To isolate developmental shifts in decision processes, empirical studies typically compare adolescent-aged participants with a reference group or groups of older and/or younger participants. However, the field lacks consensus on which age ranges should be compared and the boundaries between age groups (see Box 1 for further discussion on this point). Thus, by necessity this review reflects diverse operationalizations of ‘developmental change’.
Further, development is often assumed to represent progressive, linear patterns of change over time. However, many features of adolescent development are nonlinear, and this review demonstrates that some decision processes are “tuned” uniquely during adolescence when compared to both earlier and later stages of development. Whereas studies with narrow age ranges lack the age span to target nonlinear changes, studies that incorporate both preand post-adolescent comparison groups allow for detection of both linear and complex patterns of change.
Trajectories of adolescent neurodevelopment of neurocircuitry important for decision computations
Although the overall size and gross organization of the brain is similar in adolescents and adults, dynamic changes in brain structure, function, and features of neuromodulatory systems are occurring throughout adolescence. Structural magnetic resonance imaging (MRI) studies have revealed developmentally normative reductions in the volume of gray matter across adolescence [1,2] that are thought to reflect experience-dependent pruning processes. Lagged structural development of the prefrontal cortex, particularly dorsolateral regions, has been linked to a number of functional outcomes during adolescence, including continued improvement in impulse control [3], working memory [4], and complex reasoning [5]. As such, late development of the prefrontal cortex could constrain components of decision-making that rely heavily on deliberation or integrating complex sources of information.

** Data **
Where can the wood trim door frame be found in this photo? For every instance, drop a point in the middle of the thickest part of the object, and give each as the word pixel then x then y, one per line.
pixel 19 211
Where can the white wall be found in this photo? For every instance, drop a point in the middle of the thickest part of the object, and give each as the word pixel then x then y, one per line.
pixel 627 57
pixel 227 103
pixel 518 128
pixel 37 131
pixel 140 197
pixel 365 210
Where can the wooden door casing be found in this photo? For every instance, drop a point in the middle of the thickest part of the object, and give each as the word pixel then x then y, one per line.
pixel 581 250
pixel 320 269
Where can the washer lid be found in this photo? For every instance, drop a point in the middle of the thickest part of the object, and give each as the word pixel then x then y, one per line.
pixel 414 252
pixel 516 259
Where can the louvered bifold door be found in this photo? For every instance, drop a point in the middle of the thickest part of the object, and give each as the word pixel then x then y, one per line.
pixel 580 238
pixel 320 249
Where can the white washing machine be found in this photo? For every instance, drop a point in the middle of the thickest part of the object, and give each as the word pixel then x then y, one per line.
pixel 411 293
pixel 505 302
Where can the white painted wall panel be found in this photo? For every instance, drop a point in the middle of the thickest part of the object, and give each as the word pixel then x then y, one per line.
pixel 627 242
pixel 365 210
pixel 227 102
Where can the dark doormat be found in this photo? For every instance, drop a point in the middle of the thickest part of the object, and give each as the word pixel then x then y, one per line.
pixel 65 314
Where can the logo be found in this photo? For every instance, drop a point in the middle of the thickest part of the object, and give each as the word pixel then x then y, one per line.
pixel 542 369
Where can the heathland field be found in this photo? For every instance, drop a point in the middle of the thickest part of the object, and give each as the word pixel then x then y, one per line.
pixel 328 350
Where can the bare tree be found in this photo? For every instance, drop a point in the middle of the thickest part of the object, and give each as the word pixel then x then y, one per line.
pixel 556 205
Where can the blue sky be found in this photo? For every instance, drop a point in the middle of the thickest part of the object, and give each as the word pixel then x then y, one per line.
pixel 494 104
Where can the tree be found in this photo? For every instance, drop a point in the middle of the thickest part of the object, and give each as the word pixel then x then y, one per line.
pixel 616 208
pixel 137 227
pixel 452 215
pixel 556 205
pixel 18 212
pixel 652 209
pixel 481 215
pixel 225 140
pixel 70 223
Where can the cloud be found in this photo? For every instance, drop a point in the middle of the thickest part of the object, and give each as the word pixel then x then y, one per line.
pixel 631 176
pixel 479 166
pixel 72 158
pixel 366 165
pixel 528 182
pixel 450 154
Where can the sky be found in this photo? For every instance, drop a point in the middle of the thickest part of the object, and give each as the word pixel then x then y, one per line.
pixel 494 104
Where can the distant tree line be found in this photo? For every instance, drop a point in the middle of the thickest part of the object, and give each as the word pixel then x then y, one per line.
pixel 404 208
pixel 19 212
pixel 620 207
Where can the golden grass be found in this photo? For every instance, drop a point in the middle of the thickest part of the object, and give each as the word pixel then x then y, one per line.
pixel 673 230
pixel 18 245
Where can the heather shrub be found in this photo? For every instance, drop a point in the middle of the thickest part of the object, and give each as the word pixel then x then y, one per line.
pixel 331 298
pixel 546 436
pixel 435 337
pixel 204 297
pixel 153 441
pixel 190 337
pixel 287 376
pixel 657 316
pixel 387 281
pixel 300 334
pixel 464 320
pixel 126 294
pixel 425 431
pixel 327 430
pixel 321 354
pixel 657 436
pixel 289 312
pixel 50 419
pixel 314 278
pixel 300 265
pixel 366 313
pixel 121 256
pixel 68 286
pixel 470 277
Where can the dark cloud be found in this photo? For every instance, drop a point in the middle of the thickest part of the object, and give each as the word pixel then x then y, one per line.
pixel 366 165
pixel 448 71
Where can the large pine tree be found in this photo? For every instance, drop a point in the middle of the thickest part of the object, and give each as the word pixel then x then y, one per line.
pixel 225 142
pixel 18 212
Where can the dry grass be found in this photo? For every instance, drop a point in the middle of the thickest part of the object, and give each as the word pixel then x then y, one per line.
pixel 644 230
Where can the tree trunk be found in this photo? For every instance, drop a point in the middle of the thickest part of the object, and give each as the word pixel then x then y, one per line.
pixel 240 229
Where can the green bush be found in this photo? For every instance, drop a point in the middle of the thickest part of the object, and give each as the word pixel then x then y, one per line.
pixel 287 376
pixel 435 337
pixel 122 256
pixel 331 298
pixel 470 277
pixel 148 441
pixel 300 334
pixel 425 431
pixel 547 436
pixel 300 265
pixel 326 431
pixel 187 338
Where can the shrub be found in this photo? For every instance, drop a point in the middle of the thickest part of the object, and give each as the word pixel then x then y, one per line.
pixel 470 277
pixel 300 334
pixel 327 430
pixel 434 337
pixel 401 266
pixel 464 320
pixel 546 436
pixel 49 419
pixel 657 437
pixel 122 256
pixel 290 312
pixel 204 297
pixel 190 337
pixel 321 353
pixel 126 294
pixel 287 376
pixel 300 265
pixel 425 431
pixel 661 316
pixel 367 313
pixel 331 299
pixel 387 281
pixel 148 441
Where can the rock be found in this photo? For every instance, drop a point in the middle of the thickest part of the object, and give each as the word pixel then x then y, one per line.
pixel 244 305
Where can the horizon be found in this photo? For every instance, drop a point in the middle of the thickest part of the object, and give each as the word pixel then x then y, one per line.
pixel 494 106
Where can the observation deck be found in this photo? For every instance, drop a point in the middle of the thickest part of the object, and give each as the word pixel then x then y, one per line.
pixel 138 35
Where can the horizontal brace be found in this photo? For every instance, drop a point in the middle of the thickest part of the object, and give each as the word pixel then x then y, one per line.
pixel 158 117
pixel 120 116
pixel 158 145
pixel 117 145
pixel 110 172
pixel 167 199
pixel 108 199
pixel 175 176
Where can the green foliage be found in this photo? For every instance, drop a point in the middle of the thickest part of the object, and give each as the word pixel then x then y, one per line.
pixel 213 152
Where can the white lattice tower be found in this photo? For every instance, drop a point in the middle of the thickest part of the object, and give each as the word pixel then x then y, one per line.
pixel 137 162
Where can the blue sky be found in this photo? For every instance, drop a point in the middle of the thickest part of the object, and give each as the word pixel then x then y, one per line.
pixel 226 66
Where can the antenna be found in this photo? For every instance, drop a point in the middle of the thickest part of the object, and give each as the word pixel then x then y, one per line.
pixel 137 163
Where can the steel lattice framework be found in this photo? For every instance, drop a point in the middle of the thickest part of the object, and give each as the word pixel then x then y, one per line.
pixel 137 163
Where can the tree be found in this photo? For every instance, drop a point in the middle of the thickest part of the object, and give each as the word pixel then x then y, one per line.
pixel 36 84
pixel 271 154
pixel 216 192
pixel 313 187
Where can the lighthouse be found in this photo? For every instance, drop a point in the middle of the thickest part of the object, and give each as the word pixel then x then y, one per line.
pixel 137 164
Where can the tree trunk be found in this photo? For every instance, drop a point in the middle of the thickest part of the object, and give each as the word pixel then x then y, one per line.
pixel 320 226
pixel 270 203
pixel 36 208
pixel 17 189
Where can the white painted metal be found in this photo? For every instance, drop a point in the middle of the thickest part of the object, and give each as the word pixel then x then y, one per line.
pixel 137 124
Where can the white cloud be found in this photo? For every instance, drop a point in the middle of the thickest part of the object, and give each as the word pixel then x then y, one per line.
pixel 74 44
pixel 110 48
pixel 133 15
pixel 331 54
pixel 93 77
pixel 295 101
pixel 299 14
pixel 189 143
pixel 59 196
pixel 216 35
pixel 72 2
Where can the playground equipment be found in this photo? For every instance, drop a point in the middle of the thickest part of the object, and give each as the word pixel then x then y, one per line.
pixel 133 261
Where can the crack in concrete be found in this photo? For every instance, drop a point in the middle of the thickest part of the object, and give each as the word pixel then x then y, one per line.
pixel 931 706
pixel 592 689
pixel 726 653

** Problem set **
(a) Restate the part of the passage on adolescent decision-making that opens with the words containing "Further, development is" and closes with "patterns of change.", replacing "comparison groups" with "reference groups".
(b) Do these statements agree with the passage on adolescent decision-making? Answer yes or no for each, quoting the deciding words of the passage.
(i) Structural MRI studies show that gray matter volume increases across adolescence.
(ii) Studies with narrow age ranges are able to detect nonlinear changes.
(iii) The field has no agreement on which age ranges should be compared.
(c) Pick up the passage on adolescent brain development and decision-making after its last sentence and carry it forward.

** Outputs by task **
(a)
Further, development is often assumed to represent progressive, linear patterns of change over time. However, many features of adolescent development are nonlinear, and this review demonstrates that some decision processes are “tuned” uniquely during adolescence when compared to both earlier and later stages of development. Whereas studies with narrow age ranges lack the age span to target nonlinear changes, studies that incorporate both preand post-adolescent reference groups allow for detection of both linear and complex patterns of change.

(b)
(i) No: "developmentally normative reductions in the volume of gray matter across adolescence"
(ii) No: "studies with narrow age ranges lack the age span to target nonlinear changes"
(iii) Yes: "the field lacks consensus on which age ranges should be compared"

(c)
By contrast, certain properties of dopaminergic signaling exhibit adolescent-specific peaks. Structurally, there is a proliferation of D1 and D2 receptors in various targets within the mesolimbic dopamine system, which prune 50% or more from the transition of adolescence to adulthood [6] paired with a peaking tissue concentration of dopamine [7]. Corresponding studies in humans using functional MRI have demonstrated an adolescent-specific exaggeration of response to various forms of reward [8,9**] and stronger parametric tracking of expected value [10] in the ventral striatum, a key target of dopaminergic signaling.
The observed developmental asymmetries in prefrontal and striatal signaling and connectivity have informed theoretical frameworks describing adolescent behavior as reflecting staggered trajectories of neurodevelopment [11-13]. Whereas the adolescent striatum exhibits exaggerated response properties in many studies, the function of prefrontal systems, which can modulate dopaminergic signals [14], is thought to be developmentally constrained. Additional findings suggest that neural signals that reflect attributions of salience or elicited arousal similarly exhibit adolescent-specific shifts in activity. Such a developmentally normative functional neurocircuitry could manifest behaviorally in robust incentive motivation [15*], reward reactivity [16], and sensation seeking [17] paired with still-developing executive control. In the remaining sections, we highlight themes emerging from our nascent understanding of how these staggered neurodevelopmental trajectories influence multiple component processes of decision-making.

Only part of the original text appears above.